● What is expected: Copy word for word the part of the records below that opens with the line containing "Pin a point on every instance of the front" and continues through the end of the records.

● Given records:
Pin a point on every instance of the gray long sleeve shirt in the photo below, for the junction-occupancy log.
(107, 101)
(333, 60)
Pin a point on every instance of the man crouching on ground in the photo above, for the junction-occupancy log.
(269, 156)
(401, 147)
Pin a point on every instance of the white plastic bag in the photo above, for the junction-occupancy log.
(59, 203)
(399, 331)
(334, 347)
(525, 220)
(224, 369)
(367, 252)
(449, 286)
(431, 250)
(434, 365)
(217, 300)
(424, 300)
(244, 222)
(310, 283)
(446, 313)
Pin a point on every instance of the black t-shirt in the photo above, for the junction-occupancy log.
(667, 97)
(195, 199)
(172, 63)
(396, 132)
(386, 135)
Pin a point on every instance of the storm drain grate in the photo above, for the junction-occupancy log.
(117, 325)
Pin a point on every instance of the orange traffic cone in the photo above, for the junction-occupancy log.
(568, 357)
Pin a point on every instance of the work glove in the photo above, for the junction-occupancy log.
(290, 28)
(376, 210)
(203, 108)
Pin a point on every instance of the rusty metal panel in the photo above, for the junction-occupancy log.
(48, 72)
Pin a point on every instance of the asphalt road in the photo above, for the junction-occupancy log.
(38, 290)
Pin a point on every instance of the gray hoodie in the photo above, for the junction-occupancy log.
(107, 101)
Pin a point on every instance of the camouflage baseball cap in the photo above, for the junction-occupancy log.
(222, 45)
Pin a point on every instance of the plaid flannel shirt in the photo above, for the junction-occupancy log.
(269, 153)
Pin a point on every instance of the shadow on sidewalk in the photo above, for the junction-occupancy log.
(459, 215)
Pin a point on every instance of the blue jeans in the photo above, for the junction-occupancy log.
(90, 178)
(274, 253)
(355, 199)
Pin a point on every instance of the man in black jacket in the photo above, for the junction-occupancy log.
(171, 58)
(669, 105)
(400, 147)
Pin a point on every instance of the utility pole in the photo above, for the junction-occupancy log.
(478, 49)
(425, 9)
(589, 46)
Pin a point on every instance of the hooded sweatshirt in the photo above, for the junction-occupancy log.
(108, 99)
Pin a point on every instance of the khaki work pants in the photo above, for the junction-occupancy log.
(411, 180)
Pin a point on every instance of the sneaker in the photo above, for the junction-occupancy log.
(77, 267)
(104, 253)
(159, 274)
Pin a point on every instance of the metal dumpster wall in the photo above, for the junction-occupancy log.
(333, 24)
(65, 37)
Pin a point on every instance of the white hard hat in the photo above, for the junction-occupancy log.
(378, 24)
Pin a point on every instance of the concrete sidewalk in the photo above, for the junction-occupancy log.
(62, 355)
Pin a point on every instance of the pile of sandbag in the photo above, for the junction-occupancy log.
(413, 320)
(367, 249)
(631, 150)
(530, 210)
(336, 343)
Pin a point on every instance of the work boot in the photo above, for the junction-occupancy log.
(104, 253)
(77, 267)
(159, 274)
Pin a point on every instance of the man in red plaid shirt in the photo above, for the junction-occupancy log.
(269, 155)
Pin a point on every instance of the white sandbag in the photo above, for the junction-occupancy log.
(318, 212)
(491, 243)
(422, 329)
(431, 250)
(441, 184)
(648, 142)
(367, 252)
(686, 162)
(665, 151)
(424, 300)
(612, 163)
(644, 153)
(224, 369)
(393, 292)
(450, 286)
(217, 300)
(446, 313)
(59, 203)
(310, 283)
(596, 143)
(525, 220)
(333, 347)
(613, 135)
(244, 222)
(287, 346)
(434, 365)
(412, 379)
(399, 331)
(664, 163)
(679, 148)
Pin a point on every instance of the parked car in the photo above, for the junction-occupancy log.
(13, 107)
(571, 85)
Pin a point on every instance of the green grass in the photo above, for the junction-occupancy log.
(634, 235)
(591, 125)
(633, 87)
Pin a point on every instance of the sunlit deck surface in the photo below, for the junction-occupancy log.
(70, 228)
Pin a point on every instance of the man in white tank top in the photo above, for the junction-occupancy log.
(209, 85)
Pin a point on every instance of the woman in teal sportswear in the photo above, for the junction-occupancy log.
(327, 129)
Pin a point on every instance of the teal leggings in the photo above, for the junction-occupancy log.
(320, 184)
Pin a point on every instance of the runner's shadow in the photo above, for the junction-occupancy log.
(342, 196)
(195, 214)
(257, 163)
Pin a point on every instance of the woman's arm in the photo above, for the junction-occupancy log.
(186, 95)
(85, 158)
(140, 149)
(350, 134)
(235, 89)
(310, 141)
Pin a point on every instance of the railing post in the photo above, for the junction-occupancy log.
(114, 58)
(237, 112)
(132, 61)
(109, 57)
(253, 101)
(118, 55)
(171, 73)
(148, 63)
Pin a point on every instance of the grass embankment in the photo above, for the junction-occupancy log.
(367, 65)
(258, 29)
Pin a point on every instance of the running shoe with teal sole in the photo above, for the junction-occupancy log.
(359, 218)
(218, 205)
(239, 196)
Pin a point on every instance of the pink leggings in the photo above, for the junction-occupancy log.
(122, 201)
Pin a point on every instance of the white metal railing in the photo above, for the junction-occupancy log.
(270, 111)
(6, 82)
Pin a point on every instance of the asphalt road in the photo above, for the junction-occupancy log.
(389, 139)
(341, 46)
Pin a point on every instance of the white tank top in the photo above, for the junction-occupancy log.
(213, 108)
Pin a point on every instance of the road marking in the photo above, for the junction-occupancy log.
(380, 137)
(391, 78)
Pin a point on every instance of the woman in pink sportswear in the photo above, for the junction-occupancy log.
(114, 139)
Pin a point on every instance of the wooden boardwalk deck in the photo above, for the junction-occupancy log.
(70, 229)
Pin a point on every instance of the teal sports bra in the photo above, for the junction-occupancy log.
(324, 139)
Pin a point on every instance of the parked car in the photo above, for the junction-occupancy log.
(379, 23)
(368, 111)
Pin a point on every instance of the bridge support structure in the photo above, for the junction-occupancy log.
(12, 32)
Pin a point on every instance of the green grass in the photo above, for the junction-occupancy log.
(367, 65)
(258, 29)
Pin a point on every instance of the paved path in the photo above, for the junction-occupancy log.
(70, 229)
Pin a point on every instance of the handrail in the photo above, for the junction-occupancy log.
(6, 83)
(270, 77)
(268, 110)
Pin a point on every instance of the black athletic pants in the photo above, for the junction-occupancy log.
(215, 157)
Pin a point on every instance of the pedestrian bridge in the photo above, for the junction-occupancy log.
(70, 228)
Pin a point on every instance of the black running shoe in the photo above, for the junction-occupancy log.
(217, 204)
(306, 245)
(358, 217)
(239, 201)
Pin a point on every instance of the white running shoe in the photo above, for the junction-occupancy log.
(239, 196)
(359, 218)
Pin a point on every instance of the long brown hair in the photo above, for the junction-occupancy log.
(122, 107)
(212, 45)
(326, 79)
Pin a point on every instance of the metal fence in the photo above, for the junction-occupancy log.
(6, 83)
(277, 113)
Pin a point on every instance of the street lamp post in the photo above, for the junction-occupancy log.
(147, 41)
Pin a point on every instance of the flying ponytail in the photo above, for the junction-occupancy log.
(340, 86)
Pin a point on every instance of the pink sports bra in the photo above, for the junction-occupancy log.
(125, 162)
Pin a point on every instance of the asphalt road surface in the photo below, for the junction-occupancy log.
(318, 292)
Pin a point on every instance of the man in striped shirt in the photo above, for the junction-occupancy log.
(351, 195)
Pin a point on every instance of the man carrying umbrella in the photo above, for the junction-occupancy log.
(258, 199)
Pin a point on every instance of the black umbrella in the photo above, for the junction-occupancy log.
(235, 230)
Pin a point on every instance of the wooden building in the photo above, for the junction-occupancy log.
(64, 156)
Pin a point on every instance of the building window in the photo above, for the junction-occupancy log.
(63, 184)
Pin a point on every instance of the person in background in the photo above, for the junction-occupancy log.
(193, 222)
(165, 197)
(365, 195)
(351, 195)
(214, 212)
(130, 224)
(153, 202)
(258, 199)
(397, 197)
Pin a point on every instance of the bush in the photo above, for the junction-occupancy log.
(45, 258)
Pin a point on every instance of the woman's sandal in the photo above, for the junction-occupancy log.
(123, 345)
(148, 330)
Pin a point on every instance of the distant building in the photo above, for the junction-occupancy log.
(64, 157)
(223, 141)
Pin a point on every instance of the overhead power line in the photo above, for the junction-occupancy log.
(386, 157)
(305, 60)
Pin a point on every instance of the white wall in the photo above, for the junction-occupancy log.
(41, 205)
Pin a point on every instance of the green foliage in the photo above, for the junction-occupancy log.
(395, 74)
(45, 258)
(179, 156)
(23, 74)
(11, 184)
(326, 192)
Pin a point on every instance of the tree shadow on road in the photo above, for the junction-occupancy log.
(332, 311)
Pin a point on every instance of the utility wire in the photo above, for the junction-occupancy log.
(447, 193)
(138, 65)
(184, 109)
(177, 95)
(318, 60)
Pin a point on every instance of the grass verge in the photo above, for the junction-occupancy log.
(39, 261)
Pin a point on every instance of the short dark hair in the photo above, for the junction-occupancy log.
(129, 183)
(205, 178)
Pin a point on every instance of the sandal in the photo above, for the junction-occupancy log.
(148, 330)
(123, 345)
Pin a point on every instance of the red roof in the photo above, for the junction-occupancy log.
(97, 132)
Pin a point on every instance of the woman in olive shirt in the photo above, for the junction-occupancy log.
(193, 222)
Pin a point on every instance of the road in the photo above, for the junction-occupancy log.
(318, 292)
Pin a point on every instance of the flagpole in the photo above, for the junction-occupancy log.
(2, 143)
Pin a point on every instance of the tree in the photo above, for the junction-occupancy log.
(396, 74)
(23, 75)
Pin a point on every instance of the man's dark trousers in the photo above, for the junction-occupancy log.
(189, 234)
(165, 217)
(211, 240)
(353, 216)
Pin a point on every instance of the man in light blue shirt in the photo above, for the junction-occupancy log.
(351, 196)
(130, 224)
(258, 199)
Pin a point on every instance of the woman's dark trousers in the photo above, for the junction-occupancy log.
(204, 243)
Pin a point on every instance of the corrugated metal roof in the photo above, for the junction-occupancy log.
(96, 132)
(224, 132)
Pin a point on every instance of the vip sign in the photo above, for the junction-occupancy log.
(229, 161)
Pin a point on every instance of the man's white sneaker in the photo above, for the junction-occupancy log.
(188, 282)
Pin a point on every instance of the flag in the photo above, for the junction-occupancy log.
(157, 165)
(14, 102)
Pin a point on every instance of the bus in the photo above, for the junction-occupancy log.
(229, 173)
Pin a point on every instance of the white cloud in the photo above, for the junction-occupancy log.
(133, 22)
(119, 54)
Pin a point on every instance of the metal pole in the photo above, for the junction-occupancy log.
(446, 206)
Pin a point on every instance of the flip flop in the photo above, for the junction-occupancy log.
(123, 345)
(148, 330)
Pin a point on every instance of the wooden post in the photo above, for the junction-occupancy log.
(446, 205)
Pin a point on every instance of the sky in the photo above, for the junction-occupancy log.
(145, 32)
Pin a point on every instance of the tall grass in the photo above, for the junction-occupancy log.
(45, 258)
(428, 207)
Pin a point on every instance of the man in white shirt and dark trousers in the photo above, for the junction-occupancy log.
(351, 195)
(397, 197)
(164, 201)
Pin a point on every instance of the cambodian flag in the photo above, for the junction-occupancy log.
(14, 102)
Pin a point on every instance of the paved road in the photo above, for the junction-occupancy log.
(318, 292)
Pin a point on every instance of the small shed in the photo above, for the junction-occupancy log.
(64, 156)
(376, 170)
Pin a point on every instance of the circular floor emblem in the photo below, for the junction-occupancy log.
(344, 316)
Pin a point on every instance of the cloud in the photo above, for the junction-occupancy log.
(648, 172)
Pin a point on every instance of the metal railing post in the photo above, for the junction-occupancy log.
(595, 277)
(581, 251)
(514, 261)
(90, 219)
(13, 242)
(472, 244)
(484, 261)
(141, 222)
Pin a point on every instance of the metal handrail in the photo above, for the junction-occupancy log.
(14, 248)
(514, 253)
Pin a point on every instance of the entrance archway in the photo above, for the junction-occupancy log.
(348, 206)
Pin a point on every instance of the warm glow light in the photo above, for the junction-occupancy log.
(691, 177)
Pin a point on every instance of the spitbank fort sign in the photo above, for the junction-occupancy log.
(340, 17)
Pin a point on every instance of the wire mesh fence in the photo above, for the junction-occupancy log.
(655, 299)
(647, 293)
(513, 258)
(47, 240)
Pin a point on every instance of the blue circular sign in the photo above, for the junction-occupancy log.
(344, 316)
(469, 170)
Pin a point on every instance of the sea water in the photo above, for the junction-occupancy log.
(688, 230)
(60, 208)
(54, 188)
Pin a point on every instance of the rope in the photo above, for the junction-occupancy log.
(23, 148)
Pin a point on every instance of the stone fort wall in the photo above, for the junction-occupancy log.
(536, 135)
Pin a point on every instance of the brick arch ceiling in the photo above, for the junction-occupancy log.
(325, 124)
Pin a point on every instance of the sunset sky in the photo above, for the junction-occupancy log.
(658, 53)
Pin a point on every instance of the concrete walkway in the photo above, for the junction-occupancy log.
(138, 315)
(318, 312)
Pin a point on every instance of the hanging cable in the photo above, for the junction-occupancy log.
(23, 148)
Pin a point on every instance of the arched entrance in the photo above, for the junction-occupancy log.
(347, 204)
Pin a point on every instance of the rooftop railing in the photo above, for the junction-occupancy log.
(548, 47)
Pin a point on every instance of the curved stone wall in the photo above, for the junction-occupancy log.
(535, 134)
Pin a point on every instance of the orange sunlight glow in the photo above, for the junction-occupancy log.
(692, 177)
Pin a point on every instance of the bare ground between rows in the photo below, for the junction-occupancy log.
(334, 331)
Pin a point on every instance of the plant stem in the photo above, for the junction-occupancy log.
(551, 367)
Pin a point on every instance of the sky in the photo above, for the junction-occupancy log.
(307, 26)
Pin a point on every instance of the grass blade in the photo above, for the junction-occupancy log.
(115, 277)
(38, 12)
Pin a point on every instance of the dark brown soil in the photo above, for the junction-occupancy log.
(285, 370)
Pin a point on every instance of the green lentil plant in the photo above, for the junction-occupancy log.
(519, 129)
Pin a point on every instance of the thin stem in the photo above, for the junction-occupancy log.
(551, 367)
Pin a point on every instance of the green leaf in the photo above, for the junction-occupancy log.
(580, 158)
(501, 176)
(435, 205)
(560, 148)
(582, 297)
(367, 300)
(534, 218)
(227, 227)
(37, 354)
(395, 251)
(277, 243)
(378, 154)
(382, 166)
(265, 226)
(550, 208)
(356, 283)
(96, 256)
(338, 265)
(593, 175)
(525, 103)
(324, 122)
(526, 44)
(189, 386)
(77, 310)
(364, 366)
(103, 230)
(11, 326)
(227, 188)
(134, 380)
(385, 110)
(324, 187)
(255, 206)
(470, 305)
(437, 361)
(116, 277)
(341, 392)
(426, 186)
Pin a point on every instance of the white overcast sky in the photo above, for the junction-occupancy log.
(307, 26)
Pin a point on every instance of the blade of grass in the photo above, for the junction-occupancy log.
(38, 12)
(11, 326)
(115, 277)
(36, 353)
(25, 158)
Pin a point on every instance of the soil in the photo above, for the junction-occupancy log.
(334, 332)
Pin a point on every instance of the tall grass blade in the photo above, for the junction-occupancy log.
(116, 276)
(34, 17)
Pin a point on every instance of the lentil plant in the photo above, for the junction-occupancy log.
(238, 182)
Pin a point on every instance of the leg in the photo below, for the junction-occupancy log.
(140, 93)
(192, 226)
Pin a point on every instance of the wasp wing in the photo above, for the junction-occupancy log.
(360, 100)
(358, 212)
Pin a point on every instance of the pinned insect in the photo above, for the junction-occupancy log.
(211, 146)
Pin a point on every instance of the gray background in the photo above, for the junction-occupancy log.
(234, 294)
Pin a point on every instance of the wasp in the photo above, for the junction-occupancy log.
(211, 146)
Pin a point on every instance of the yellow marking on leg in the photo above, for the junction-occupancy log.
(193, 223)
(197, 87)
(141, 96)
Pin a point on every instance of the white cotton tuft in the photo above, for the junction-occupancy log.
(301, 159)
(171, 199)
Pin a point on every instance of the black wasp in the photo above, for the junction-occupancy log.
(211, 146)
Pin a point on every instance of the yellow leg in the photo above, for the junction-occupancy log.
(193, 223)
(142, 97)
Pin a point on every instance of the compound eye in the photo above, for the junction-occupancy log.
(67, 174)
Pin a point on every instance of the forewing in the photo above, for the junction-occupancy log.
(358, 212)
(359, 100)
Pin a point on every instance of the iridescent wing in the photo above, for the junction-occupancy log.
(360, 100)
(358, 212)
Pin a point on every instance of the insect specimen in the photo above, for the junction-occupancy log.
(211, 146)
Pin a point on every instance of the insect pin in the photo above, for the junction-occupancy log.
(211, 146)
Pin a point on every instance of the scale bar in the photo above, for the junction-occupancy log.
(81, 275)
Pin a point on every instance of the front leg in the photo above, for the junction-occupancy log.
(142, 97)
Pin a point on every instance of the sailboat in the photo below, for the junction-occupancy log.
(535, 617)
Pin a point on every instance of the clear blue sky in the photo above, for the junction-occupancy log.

● Full solution:
Pin a point on every instance of the front leg in the photo above, for the junction-occupancy log.
(142, 97)
Pin a point on every instance of the sailboat in the photo below, for the junction-occupancy log.
(535, 617)
Pin a point on every instance of the clear blue sky in the photo above, for the junction-occupancy log.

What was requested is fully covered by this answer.